──────── ENTRIES ────────

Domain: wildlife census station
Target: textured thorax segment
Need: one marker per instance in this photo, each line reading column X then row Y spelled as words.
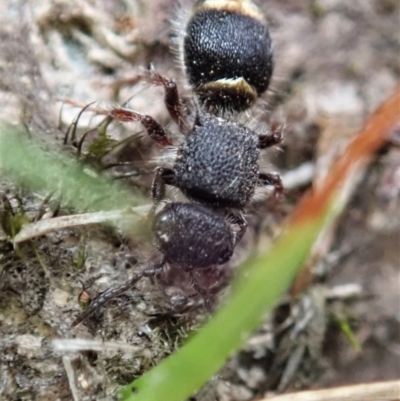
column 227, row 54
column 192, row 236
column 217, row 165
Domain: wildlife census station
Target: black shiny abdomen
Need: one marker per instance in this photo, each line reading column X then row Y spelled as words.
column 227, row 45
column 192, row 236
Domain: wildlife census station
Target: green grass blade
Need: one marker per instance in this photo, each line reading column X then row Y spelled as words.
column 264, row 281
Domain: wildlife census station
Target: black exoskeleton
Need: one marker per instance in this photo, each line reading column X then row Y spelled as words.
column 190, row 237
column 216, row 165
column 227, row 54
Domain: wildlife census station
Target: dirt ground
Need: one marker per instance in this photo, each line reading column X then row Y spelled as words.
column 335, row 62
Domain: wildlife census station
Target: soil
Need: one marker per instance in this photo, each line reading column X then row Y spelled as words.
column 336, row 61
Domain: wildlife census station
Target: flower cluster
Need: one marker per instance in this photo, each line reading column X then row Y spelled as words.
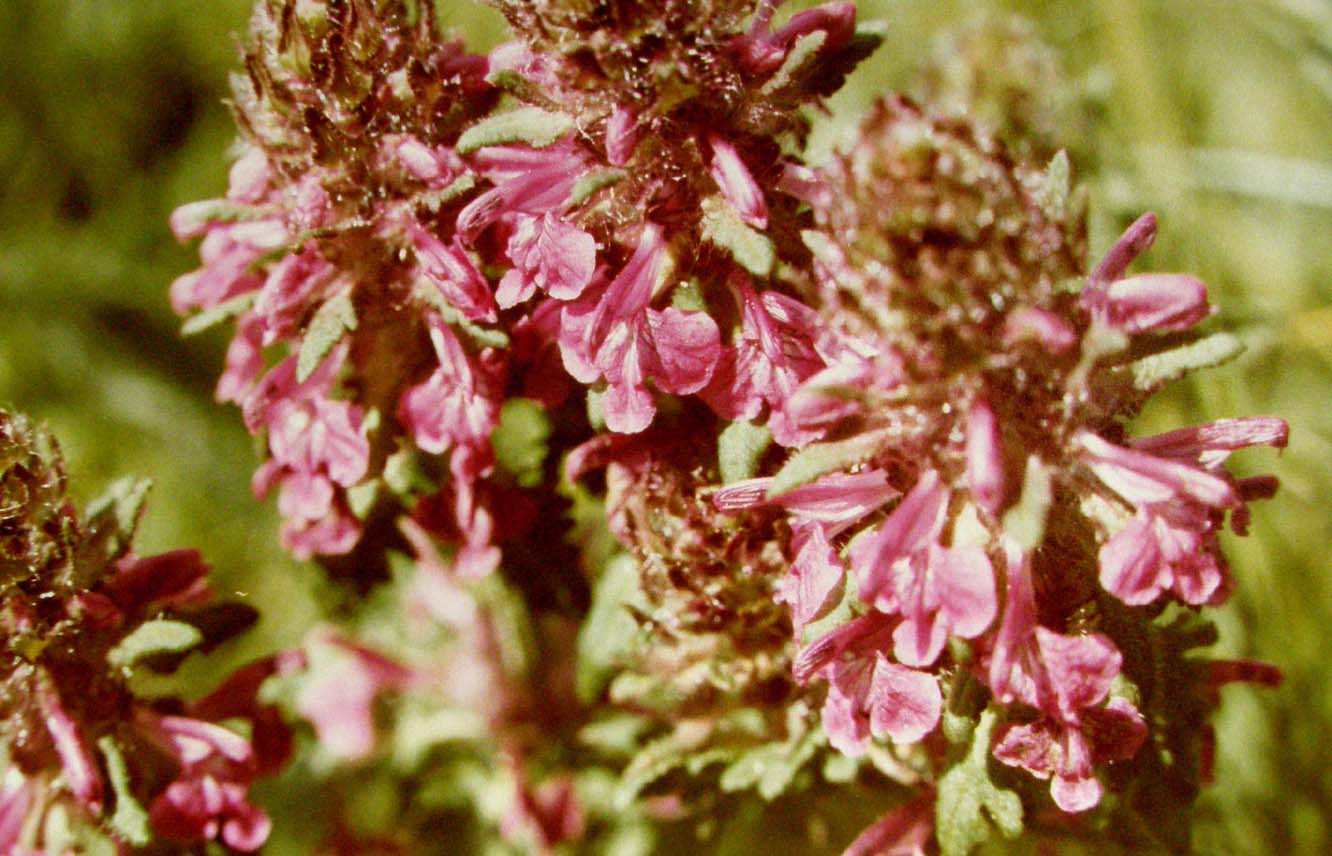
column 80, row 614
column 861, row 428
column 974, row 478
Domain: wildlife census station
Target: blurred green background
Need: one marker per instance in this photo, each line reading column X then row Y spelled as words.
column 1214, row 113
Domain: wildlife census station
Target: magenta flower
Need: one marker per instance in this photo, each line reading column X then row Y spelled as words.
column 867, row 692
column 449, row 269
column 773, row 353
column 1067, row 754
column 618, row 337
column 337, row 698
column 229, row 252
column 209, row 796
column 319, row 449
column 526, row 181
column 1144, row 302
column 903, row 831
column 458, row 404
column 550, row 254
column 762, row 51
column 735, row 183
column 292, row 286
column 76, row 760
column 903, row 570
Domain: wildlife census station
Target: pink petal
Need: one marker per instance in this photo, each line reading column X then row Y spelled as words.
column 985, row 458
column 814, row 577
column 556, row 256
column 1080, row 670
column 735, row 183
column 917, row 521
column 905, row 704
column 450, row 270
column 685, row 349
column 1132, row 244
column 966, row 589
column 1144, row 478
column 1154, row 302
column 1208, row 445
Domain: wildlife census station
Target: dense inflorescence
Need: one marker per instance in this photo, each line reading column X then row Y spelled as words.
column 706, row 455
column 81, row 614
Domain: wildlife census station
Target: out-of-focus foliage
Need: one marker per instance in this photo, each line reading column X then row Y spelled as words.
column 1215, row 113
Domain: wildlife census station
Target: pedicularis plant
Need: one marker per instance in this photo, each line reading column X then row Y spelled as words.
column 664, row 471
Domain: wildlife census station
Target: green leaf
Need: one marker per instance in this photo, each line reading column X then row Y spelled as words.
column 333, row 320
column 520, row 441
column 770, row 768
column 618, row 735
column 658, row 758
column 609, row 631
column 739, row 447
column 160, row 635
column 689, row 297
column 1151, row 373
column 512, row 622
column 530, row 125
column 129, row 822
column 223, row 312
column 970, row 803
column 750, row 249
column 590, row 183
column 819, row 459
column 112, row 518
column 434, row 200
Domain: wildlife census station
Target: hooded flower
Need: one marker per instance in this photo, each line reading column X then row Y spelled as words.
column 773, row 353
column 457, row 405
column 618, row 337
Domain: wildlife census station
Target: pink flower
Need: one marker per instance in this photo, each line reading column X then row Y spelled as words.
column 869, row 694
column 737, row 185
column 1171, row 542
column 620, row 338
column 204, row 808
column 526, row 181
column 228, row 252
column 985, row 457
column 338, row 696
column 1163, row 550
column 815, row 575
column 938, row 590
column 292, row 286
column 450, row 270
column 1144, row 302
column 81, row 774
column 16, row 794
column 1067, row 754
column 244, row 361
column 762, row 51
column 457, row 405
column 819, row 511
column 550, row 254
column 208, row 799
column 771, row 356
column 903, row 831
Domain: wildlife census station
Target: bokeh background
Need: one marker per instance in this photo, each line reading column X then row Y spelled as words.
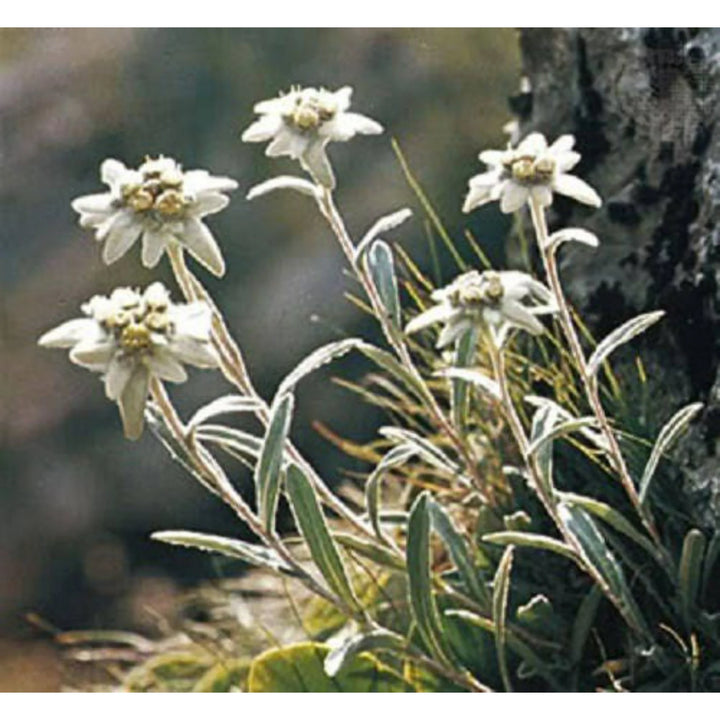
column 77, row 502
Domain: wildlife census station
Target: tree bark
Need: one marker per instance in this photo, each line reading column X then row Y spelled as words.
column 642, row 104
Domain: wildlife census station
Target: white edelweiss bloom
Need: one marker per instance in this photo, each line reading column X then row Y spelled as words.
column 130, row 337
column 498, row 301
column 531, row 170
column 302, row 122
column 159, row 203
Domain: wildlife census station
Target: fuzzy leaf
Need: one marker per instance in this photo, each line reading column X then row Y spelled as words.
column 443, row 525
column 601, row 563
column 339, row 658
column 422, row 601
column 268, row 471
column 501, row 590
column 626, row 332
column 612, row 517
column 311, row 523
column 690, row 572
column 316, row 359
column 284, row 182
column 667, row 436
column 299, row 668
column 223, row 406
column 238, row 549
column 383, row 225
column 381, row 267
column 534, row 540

────────

§ GOAL:
Your copy should repeat each entry above exactly but contain no pictures.

§ SOLUTION:
Domain: wildlife census station
Target: textured thorax segment
Need: one marker per instance in this photo, each line reading column X then row Y spelled as words.
column 227, row 54
column 192, row 236
column 217, row 165
Domain: wildlife census station
Target: black shiny abdomen
Need: one marker per instance in this photo, each line reading column X then row Y spelled as words.
column 227, row 45
column 192, row 236
Domain: wildlife census station
Target: green grass blade
Need: one marker per instance in this photo, each line reading column X then row Y spelled as words.
column 264, row 281
Domain: wildlife census station
Target: black exoskeleton
Need: one marker per instance in this photo, each line reading column X then row Y spelled as words.
column 190, row 237
column 216, row 165
column 227, row 54
Domain: wildlife census station
Target: dirt ground
Need: one marker per instance in this photo, each line reading column X then row Y spelled as words.
column 335, row 62
Domain: wildlife census station
Target: soil
Need: one marker per instance in this photo, each line reading column X then row Y spelled as words.
column 336, row 61
Domain: wildlife census station
Target: flower cluster
Need: one marker per instance in this photo, each line reading column X then row Y spelled as words.
column 80, row 614
column 861, row 428
column 974, row 478
Domain: wildlife census station
Target: blurred green background
Need: one marker per instance in this photo, each line reading column X then row Y spelled as words.
column 1214, row 113
Domain: wildlife census station
Target: magenta flower
Need: one marker per instance in this photo, each line reading column X then row Y spelled as words.
column 867, row 692
column 449, row 269
column 773, row 353
column 1067, row 754
column 618, row 337
column 337, row 698
column 229, row 252
column 209, row 796
column 319, row 449
column 526, row 181
column 1144, row 302
column 903, row 831
column 458, row 404
column 550, row 254
column 762, row 51
column 735, row 183
column 292, row 286
column 76, row 760
column 903, row 570
Domain: wildlife census station
Target: pink petal
Need: one marker per instance in this photo, each line reading column X then row Y spelled as words.
column 985, row 458
column 814, row 577
column 556, row 256
column 1080, row 670
column 735, row 183
column 917, row 521
column 905, row 704
column 450, row 270
column 685, row 349
column 1132, row 244
column 966, row 589
column 1144, row 478
column 1154, row 302
column 1208, row 445
Domain: wildlife census station
Target: dense inflorescence
Need: one marker per instance in this photo, each line reading column X then row Y spelled as words.
column 706, row 455
column 81, row 614
Domain: wildlife census station
Target: out-of-focus foliage
Need: one marker per instance in this photo, each line reading column X then row Y spelled as words.
column 1215, row 113
Domain: wildlife census station
Target: pedicularis plant
Need: one marker per instance in this photo, each line reading column X then row Y spelled as words.
column 664, row 471
Domain: wildlife census station
Target: green leaf
Need: one marker per instance in this photo, each line reading column X then row Y spelled as words.
column 333, row 320
column 520, row 441
column 770, row 768
column 618, row 735
column 658, row 758
column 609, row 631
column 739, row 447
column 160, row 635
column 689, row 297
column 1151, row 373
column 512, row 622
column 530, row 125
column 129, row 822
column 223, row 312
column 970, row 803
column 750, row 249
column 590, row 183
column 819, row 459
column 112, row 518
column 434, row 200
Domain: wildlife census station
Target: hooded flower
Need: one marker per instance in this photo, each line reading column X then row Y spelled as words.
column 773, row 353
column 457, row 405
column 618, row 337
Domain: wildlife census station
Target: pink flower
Need: one marker per instance in this photo, each line reading column X then row Y spelled as words.
column 869, row 694
column 737, row 185
column 1171, row 542
column 620, row 338
column 204, row 808
column 526, row 181
column 228, row 252
column 985, row 457
column 338, row 696
column 1163, row 550
column 815, row 575
column 938, row 590
column 292, row 286
column 450, row 270
column 1144, row 302
column 81, row 774
column 16, row 794
column 1067, row 754
column 244, row 361
column 762, row 51
column 457, row 405
column 819, row 511
column 550, row 254
column 208, row 799
column 771, row 356
column 903, row 831
Domain: wildlife census station
Target: bokeh background
Need: one marker per instance in this photo, each line reading column X then row Y spelled as words.
column 77, row 502
Domain: wildlife census station
Target: tree bark
Need: one marker per instance in this photo, each line reading column X then row Y spelled as words.
column 642, row 104
Domain: wildlife census station
Target: white edelweiss bloom
Need: one marker per instance in this photo, each line reading column X then row Y spelled as words.
column 130, row 337
column 498, row 301
column 531, row 170
column 302, row 122
column 159, row 203
Domain: wildlife census station
Target: fuzzy leaf
Need: one marker per instance in this photo, each line reading column X then row Y spelled as words.
column 443, row 525
column 601, row 563
column 339, row 658
column 422, row 601
column 268, row 471
column 501, row 590
column 626, row 332
column 612, row 517
column 311, row 523
column 690, row 572
column 316, row 359
column 284, row 182
column 667, row 436
column 299, row 668
column 223, row 406
column 238, row 549
column 383, row 225
column 381, row 267
column 534, row 540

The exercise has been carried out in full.